### Ваша задача
Обновите эти данные: везде замените «Target» на «Object». Все остальное оставьте без изменений.

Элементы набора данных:
= = =

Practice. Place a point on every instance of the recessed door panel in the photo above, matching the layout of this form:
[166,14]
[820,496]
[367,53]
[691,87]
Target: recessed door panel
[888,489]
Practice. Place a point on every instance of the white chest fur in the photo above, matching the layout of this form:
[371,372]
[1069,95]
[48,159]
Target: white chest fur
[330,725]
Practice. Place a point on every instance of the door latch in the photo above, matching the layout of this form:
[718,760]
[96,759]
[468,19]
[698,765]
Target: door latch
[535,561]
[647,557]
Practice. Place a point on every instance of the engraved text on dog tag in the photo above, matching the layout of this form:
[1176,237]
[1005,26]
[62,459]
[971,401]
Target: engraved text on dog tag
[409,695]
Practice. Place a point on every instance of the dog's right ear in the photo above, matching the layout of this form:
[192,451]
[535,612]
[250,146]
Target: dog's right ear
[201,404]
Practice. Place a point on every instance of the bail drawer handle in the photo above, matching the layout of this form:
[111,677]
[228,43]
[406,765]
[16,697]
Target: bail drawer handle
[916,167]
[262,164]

= = =

### Результат
Practice. Place a point on every instance of the recessed door panel in the photo above, matching the layout of this form:
[166,14]
[820,496]
[367,53]
[691,87]
Object: recessed door panel
[888,489]
Practice. Place a point on every instance of the white chest fur in the photo above, matching the layout of this form:
[371,372]
[1069,95]
[48,159]
Object: white chest fur
[330,725]
Practice. Place a point on every instance of the door latch in the photo above, matching the layout of this form:
[718,760]
[96,759]
[468,19]
[698,765]
Object: door latch
[535,561]
[647,557]
Practice. Place a point on every instance of the engraved text on dog tag in the photo above, matching the layout of this form:
[1176,237]
[1005,26]
[62,459]
[971,401]
Object: engraved text on dog tag
[409,695]
Practice. Place a point on every instance of the dog's right ear in the photo above, matching the layout of this form:
[192,451]
[535,612]
[250,146]
Object: dog's right ear
[201,404]
Practice. Place a point on every instance of the bail drawer handle in the photo above, matching the layout of this form:
[111,677]
[228,43]
[406,765]
[16,697]
Object: bail drawer handle
[916,167]
[262,164]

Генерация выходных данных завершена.